══ EXCERPTED RECORDS ══

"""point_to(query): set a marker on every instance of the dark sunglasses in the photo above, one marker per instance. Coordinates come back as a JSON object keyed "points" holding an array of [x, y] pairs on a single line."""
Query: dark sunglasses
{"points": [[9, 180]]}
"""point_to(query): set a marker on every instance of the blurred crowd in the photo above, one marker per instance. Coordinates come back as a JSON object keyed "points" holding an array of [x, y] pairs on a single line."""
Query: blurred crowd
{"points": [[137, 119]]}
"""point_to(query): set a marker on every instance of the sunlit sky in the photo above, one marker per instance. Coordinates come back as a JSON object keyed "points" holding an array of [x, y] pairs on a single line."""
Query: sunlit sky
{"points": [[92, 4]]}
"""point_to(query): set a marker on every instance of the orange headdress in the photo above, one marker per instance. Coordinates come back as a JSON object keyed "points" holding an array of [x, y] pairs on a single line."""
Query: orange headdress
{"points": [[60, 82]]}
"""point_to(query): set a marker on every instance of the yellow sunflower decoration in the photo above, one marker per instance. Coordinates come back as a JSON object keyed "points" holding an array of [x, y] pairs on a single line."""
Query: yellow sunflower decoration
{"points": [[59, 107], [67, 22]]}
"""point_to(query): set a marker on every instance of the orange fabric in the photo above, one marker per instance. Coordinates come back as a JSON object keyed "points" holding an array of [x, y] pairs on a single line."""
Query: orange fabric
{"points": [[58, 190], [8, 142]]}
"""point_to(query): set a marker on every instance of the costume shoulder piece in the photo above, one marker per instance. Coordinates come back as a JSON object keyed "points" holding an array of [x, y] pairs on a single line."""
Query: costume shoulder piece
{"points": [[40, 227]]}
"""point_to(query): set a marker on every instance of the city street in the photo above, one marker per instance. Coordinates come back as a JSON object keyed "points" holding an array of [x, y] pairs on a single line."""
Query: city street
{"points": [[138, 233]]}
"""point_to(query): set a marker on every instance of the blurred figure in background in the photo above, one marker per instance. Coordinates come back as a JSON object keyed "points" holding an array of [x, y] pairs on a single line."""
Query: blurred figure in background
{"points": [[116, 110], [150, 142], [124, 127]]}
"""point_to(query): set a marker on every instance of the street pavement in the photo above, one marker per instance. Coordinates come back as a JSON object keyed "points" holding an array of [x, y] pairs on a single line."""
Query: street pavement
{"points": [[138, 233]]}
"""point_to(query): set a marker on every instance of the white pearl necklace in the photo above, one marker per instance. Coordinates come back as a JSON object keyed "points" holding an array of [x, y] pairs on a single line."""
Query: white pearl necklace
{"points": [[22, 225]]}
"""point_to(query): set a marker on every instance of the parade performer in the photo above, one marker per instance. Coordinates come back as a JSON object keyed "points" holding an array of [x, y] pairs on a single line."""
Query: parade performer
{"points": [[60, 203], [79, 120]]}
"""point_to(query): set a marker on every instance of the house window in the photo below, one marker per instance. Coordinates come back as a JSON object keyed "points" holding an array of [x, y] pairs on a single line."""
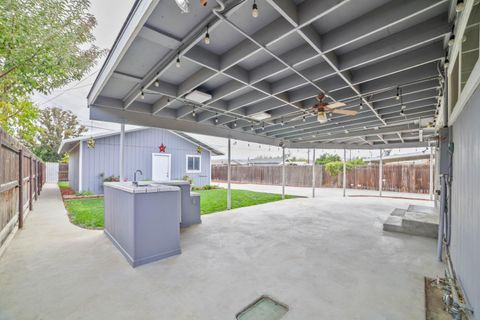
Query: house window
{"points": [[193, 163]]}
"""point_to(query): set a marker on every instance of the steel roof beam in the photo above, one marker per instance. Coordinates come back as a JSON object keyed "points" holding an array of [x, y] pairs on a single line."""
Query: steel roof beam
{"points": [[380, 19]]}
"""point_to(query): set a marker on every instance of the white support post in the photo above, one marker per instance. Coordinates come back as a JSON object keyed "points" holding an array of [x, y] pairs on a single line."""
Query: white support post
{"points": [[80, 166], [380, 174], [122, 152], [283, 172], [313, 174], [431, 174], [229, 175], [344, 171]]}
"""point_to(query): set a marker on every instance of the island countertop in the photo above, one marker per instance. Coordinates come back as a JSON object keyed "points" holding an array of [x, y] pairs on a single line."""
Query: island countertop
{"points": [[129, 187]]}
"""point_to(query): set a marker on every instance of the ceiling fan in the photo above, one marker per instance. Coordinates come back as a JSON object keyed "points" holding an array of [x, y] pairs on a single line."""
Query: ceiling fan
{"points": [[322, 107]]}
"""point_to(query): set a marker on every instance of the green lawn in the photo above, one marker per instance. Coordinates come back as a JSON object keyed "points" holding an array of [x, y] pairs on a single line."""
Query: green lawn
{"points": [[88, 212], [63, 184], [216, 199]]}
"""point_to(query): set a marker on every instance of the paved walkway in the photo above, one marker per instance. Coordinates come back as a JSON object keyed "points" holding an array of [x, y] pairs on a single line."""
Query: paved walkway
{"points": [[325, 259]]}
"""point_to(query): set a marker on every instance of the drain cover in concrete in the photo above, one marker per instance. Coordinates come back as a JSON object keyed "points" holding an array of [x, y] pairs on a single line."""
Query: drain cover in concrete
{"points": [[265, 308]]}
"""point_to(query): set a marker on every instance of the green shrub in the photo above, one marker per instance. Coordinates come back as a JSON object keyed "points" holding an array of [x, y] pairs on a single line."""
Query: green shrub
{"points": [[206, 187], [84, 193]]}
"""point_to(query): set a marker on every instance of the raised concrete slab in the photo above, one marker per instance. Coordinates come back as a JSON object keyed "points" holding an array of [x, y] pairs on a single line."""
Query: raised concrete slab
{"points": [[398, 212], [314, 255], [421, 209], [417, 220], [393, 223]]}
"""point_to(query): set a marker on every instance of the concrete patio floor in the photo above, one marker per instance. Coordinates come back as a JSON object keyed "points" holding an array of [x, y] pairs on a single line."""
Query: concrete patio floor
{"points": [[325, 258]]}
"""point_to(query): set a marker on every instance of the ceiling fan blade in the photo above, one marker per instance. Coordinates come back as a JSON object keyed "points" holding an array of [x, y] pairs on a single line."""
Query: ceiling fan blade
{"points": [[345, 112], [336, 105]]}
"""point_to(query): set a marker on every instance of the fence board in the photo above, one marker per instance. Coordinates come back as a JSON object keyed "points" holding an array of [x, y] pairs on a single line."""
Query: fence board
{"points": [[400, 178], [11, 204]]}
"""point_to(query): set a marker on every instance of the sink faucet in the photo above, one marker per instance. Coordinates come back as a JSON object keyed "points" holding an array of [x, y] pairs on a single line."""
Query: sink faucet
{"points": [[135, 182]]}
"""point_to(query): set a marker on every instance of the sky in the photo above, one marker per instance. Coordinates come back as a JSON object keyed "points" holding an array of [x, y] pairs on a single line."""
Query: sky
{"points": [[110, 16]]}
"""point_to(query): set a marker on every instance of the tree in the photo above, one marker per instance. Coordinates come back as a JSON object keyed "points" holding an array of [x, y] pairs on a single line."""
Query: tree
{"points": [[19, 120], [55, 125], [326, 158], [44, 44]]}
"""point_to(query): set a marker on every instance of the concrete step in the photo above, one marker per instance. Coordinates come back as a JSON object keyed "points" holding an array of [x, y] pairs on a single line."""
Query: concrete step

═══

**INSTRUCTIONS FOR THE TASK:** Do not copy the pictures, but repeat every line exactly.

**RESPONSE BELOW:**
"""point_to(query): set a marker on every instance of the dark sunglasses in the photo above, one marker per instance. Coordinates come back as a JSON object keyed "points" holding an array of [x, y] pairs on a single line."""
Query: dark sunglasses
{"points": [[9, 180]]}
"""point_to(query): set a marker on every instance of the blurred crowd in the photo above, one marker per instance. Coordinates come back as a JSON object keyed "points" holding an array of [x, y] pairs on a single line."""
Query: blurred crowd
{"points": [[137, 119]]}
"""point_to(query): set a marker on every instance of the sunlit sky in the photo above, one marker per instance. Coordinates come back as a JSON object keyed "points" holding an array of [x, y] pairs on a single line."""
Query: sunlit sky
{"points": [[92, 4]]}
"""point_to(query): set a marker on every instance of the orange headdress in the photo above, one marker per instance. Coordinates come back as a JSON object keyed "points" holding an array of [x, y] pairs on a single line."""
Query: orange headdress
{"points": [[60, 82]]}
"""point_to(query): set a marker on every instance of the yellow sunflower decoration in the photo above, one marker per instance. Coordinates come back as a JSON object keyed "points" holding an array of [x, y] pairs on a single line."""
Query: yellow sunflower decoration
{"points": [[59, 107], [67, 22]]}
"""point_to(query): set a marker on every instance of the orange fabric in the photo above, one marker per instance. Coordinates come back as a JSON object keyed "points" holding an array of [x, y] pairs on a single line."""
Query: orange fabric
{"points": [[58, 190], [8, 142]]}
"""point_to(query): set a marker on every instance of the costume shoulder piece in the photo above, one marker per instance. Coordinates come back as a JSON object keyed "points" holding an array of [x, y] pairs on a single line."""
Query: costume shoulder piece
{"points": [[40, 227]]}
"""point_to(query): set a marker on every instance of the city street in the photo above, one marker per instance. Coordinates come back as a JSON object keyed "points" holding an array of [x, y] pairs on a single line."""
Query: city street
{"points": [[138, 233]]}
"""point_to(query): set a marker on every instance of the blurred figure in background in the photo above, one marker per instance. Coordinates come back as a JSON object keyed "points" holding an array of [x, y] pairs on a single line."""
Query: blurred figure in background
{"points": [[116, 110], [150, 142], [124, 127]]}
"""point_to(query): set a marker on every instance of the street pavement in the photo above, one marker per instance. Coordinates come back as a JSON object keyed "points" holding an array of [x, y] pairs on a single line."""
Query: street pavement
{"points": [[138, 233]]}
"""point_to(query): set a marker on every instance of the white pearl necklace in the photo above, one marker per instance. Coordinates come back as a JSON object keyed "points" holding an array of [x, y] pairs on a single line."""
Query: white pearl necklace
{"points": [[22, 225]]}
"""point_to(query): set a marker on every instance of the parade performer in the photo above, one marker per instance. Coordinates come back as a JSON object keyed "points" holding an array of [x, y] pairs on a single line."""
Query: parade performer
{"points": [[60, 203], [79, 120]]}
"""point_to(query): set a marker on every instance of the house window in the photo below, one marker per instance. Coordinates come back as a JSON object keyed "points" holding an array of [x, y] pairs on a single line."""
Query: house window
{"points": [[193, 163]]}
"""point_to(query): set a marker on every instance of the steel roof beam in the photo above, one marker per instance. Coordinates come back as a JSON object keyed "points" holding an array of [x, y] pairs on a single line."""
Query: steel roof beam
{"points": [[380, 19]]}
"""point_to(query): set a marker on every instance of the white support post in the photo above, one marker per instance. Coordinates come back as a JSON object keyed "points" holding an array of [x, y] pairs on a single line."""
Query: white support post
{"points": [[80, 166], [380, 174], [122, 152], [283, 172], [313, 174], [431, 174], [229, 175], [344, 171]]}
"""point_to(query): set a marker on every instance of the island countertop in the photo above, one marker per instance. Coordinates come back as a JSON object keyed "points" holding an array of [x, y] pairs on a single line."""
Query: island countertop
{"points": [[129, 187]]}
"""point_to(query): set a marker on every instance of the ceiling fan in the photo above, one marker per instance. Coordinates come back as a JSON object keyed "points" holding an array of [x, y] pairs on a single line."""
Query: ceiling fan
{"points": [[322, 107]]}
"""point_to(query): set a marker on every instance of the green lawn in the photo above, one marker per instance. Coordinates come back as a JSON object keyed "points" holding an array of [x, y] pairs on a single line."""
Query: green lawn
{"points": [[88, 212], [63, 184], [216, 199]]}
"""point_to(query): set a marker on every instance of the paved walkway in the photo above, one marker per instance. Coordinates come back as a JSON object keyed "points" holding an array of [x, y] pairs on a single line."""
Query: paved walkway
{"points": [[325, 259]]}
"""point_to(query): set a marker on every instance of the drain cover in concrete in the photo above, one marker per instance. Coordinates come back as a JSON object keyed "points" holding an array of [x, y] pairs on a single line."""
Query: drain cover in concrete
{"points": [[265, 308]]}
"""point_to(query): set a marker on every instance of the green shrub in the photo above, one marker per instance. Coordinates come back as a JSON object keyed "points" holding an array of [x, y] pairs on a single line."""
Query: green shrub
{"points": [[206, 187], [84, 193]]}
"""point_to(query): set a marker on every instance of the raised concrete slab in the photo above, one marker per instance. Coordinates come back as a JSON object keyed "points" holding an array of [x, y] pairs on a single line."""
Query: raised concrete slab
{"points": [[398, 212], [314, 255], [421, 209], [417, 220], [393, 223]]}
"""point_to(query): set a marker on every instance of the concrete patio floor in the photo above, one marker per instance. Coordinates come back as a JSON object keyed "points" holding an array of [x, y] pairs on a single line."""
Query: concrete patio floor
{"points": [[325, 258]]}
"""point_to(query): set a marker on every instance of the ceiling fan blade in the photo above, one marker per instance. Coordinates come back as a JSON object keyed "points" holding an array of [x, y] pairs on a single line."""
Query: ceiling fan blade
{"points": [[345, 112], [336, 105]]}
"""point_to(query): set a marker on every instance of the fence board in the photo above, one marker per instance. Coordinates come back as a JSON object keyed "points" holding an array of [x, y] pairs on a single line."""
Query: fence board
{"points": [[400, 178], [11, 204]]}
"""point_to(query): set a marker on every instance of the sink faucet in the photo above, one marker per instance. Coordinates come back as a JSON object keyed "points" holding an array of [x, y] pairs on a single line."""
Query: sink faucet
{"points": [[135, 182]]}
"""point_to(query): set a marker on every instance of the sky in the photo above, one marker per instance. Coordinates come back as a JSON object keyed "points" holding an array of [x, y] pairs on a single line."""
Query: sky
{"points": [[110, 16]]}
"""point_to(query): set a marker on every instance of the tree in the photo above, one marker per instance. Coordinates come back as a JSON object keyed "points" holding an array of [x, y] pairs on a single line."""
Query: tree
{"points": [[19, 120], [55, 125], [326, 158], [44, 44]]}
"""point_to(query): set a marker on every instance of the concrete step in the photo above, one marker per instance. Coordinates come back as a JSON object keyed "points" holding an array of [x, y] pairs on a single line."""
Query: concrete step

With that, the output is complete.